======== DATA SHOWN

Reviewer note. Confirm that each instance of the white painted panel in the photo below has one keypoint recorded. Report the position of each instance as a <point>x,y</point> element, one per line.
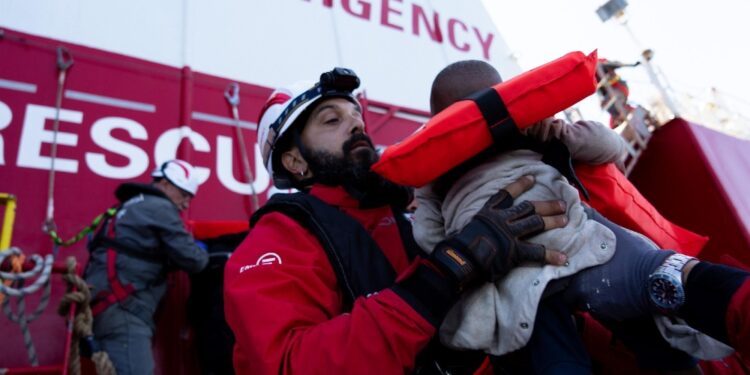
<point>274,42</point>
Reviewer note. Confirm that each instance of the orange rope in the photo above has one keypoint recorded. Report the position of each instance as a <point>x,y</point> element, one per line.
<point>16,263</point>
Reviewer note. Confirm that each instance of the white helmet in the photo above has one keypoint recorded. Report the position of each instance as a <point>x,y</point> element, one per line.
<point>180,173</point>
<point>287,107</point>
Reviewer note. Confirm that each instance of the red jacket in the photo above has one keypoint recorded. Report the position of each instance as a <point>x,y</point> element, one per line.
<point>285,308</point>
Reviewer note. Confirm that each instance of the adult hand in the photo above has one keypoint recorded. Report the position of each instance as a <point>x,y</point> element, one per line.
<point>492,243</point>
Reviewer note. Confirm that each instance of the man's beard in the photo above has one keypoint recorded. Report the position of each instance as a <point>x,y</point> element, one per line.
<point>353,168</point>
<point>352,171</point>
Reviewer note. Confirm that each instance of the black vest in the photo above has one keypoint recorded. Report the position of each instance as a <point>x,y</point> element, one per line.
<point>361,267</point>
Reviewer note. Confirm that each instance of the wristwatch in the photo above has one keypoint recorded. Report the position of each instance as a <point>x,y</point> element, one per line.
<point>665,284</point>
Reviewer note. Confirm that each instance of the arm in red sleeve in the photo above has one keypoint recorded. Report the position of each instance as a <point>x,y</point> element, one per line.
<point>738,319</point>
<point>283,304</point>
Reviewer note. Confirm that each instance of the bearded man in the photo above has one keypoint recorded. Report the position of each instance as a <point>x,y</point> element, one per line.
<point>329,279</point>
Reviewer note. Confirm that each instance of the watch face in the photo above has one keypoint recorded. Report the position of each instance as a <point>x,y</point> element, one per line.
<point>666,292</point>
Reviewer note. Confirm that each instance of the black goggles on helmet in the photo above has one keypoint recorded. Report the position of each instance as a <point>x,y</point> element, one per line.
<point>339,82</point>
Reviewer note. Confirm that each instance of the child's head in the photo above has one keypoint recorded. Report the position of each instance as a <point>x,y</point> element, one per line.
<point>460,79</point>
<point>455,82</point>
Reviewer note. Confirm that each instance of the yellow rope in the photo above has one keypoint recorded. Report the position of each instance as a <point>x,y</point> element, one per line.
<point>80,294</point>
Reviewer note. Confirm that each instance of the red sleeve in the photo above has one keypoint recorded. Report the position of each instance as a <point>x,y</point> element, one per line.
<point>284,307</point>
<point>738,320</point>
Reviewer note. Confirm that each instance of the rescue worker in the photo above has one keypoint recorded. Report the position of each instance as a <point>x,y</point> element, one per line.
<point>130,258</point>
<point>330,280</point>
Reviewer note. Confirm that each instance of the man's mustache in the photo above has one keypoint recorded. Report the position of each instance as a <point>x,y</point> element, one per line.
<point>355,140</point>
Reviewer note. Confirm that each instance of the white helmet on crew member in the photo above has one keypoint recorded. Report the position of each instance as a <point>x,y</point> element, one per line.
<point>179,173</point>
<point>288,108</point>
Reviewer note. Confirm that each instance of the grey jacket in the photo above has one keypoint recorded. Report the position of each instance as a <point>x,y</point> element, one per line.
<point>147,221</point>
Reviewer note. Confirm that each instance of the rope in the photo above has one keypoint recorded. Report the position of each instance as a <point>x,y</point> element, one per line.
<point>42,268</point>
<point>16,265</point>
<point>78,293</point>
<point>64,62</point>
<point>232,95</point>
<point>83,232</point>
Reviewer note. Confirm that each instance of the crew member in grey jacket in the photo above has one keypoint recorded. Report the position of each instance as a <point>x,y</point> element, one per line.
<point>130,258</point>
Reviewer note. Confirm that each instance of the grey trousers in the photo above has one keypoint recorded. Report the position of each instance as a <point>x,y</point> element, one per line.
<point>126,339</point>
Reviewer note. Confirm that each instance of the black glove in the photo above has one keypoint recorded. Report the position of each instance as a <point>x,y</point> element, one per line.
<point>486,249</point>
<point>489,246</point>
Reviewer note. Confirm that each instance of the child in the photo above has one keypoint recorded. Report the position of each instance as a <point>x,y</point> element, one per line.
<point>499,318</point>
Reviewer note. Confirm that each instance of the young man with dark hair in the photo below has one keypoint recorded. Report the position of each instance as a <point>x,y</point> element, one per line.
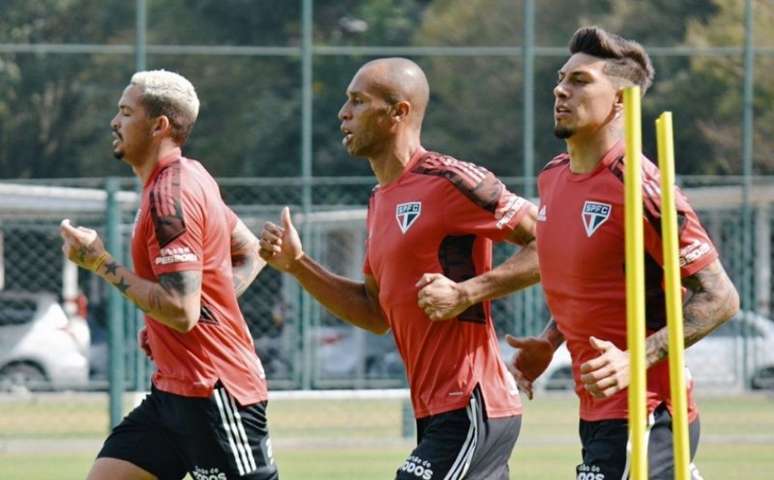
<point>429,213</point>
<point>582,263</point>
<point>206,413</point>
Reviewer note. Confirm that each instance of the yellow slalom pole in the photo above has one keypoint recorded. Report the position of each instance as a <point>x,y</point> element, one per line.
<point>635,283</point>
<point>666,164</point>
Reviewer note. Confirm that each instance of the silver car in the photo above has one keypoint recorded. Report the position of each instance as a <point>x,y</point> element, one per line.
<point>40,347</point>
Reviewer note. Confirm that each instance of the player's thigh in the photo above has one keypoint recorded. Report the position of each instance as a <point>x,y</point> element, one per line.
<point>116,469</point>
<point>142,440</point>
<point>223,437</point>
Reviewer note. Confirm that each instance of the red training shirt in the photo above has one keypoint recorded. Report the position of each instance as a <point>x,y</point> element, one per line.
<point>183,225</point>
<point>441,216</point>
<point>580,236</point>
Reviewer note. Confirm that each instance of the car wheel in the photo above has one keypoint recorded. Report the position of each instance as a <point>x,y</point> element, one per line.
<point>763,379</point>
<point>22,375</point>
<point>561,379</point>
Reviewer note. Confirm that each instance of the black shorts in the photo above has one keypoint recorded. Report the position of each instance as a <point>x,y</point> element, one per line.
<point>606,448</point>
<point>462,443</point>
<point>210,438</point>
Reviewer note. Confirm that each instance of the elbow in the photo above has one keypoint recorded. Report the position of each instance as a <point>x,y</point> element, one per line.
<point>380,329</point>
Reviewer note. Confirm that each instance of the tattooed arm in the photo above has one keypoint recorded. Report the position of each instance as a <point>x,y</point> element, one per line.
<point>712,300</point>
<point>245,261</point>
<point>174,301</point>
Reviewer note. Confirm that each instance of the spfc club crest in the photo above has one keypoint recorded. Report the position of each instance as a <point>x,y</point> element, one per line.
<point>594,215</point>
<point>407,214</point>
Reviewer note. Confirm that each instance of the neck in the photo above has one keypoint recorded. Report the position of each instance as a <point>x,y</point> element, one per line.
<point>586,151</point>
<point>147,164</point>
<point>391,164</point>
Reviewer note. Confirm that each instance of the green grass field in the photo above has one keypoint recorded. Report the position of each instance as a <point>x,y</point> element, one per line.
<point>56,437</point>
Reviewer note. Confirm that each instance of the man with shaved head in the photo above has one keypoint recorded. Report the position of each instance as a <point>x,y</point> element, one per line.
<point>428,213</point>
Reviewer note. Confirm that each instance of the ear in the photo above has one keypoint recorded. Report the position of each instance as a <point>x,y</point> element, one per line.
<point>161,125</point>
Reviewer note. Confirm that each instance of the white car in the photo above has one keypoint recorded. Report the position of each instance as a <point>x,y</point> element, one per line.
<point>716,361</point>
<point>40,347</point>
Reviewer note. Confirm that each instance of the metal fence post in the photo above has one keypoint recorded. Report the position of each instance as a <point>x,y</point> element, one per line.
<point>115,306</point>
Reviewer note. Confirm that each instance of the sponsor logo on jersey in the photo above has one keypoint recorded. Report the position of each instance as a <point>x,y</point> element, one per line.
<point>542,214</point>
<point>594,215</point>
<point>421,469</point>
<point>175,255</point>
<point>407,213</point>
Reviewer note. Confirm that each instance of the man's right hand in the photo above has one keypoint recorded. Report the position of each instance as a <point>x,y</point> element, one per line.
<point>533,356</point>
<point>142,339</point>
<point>281,246</point>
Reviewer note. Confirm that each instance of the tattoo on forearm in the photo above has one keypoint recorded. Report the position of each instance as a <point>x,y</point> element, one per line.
<point>182,283</point>
<point>244,271</point>
<point>712,300</point>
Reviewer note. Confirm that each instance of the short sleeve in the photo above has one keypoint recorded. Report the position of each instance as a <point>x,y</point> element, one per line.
<point>175,242</point>
<point>696,249</point>
<point>486,208</point>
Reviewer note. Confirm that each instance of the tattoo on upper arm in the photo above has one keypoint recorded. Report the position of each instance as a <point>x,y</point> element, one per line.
<point>712,300</point>
<point>245,262</point>
<point>121,285</point>
<point>183,283</point>
<point>242,239</point>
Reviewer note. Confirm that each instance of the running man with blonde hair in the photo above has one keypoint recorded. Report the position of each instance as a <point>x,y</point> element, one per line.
<point>206,413</point>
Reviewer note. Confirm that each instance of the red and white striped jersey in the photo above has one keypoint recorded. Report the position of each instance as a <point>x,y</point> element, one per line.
<point>441,215</point>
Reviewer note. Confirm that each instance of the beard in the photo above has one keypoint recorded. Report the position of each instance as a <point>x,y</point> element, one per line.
<point>563,132</point>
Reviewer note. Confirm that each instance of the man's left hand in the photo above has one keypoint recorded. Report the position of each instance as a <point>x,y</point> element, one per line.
<point>607,374</point>
<point>440,297</point>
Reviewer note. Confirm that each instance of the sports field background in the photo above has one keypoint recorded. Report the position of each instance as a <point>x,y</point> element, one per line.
<point>56,437</point>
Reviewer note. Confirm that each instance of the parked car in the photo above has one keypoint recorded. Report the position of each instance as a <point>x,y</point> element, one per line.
<point>40,347</point>
<point>715,361</point>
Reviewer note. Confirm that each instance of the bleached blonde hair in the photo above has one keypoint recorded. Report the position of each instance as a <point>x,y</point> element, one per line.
<point>170,94</point>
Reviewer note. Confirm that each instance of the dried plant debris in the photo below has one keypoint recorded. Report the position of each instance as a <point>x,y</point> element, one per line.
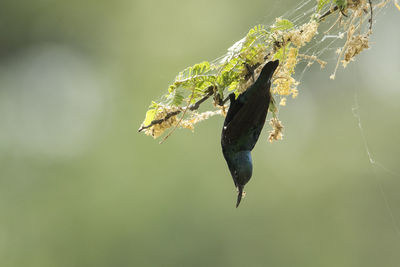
<point>241,65</point>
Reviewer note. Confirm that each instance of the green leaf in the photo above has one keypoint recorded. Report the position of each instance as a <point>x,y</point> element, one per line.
<point>233,86</point>
<point>282,25</point>
<point>342,4</point>
<point>281,52</point>
<point>322,3</point>
<point>150,115</point>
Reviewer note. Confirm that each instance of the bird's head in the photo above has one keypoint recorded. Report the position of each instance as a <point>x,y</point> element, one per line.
<point>241,168</point>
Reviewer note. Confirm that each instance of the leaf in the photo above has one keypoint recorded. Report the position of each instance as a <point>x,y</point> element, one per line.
<point>150,115</point>
<point>233,86</point>
<point>282,25</point>
<point>342,4</point>
<point>177,99</point>
<point>322,3</point>
<point>281,52</point>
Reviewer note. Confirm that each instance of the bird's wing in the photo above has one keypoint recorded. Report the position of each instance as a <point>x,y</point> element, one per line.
<point>245,120</point>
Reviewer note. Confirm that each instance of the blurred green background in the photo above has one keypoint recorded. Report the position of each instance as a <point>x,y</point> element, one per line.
<point>80,187</point>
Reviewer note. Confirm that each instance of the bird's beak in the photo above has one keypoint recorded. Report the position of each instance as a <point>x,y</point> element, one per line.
<point>240,193</point>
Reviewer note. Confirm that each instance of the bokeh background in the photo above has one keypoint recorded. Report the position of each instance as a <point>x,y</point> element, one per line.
<point>80,187</point>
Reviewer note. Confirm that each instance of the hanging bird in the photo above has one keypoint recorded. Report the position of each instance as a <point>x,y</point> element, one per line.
<point>243,124</point>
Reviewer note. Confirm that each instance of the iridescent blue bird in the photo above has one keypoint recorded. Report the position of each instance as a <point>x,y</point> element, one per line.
<point>243,124</point>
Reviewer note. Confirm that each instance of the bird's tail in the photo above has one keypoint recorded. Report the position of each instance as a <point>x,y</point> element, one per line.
<point>240,193</point>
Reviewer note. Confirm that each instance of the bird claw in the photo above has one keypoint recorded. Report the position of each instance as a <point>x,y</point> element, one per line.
<point>243,193</point>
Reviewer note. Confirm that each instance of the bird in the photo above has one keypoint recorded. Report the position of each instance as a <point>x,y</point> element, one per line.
<point>243,124</point>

================

● EXERCISE BRIEF
Once the line with "Reviewer note. Confirm that each instance of the bird's tail" has been found in the records above, retype it and every line after it exactly, and include nothing else.

● ANSWER SPACE
Reviewer note. Confirm that each instance of the bird's tail in the photo above has one keypoint recorded. Report the position of each instance as a <point>x,y</point> element, one per line.
<point>240,193</point>
Reviewer note. Confirm that each instance of the bird claw in the photo above has one keypoint recorded. Report the position of each instance as a <point>x,y</point> element, one per line.
<point>243,193</point>
Reviewer note. Confirm that each instance of the bird in the photo above has one keypoint recorded. Report the position of each instance as a <point>x,y</point> element, one per line.
<point>243,124</point>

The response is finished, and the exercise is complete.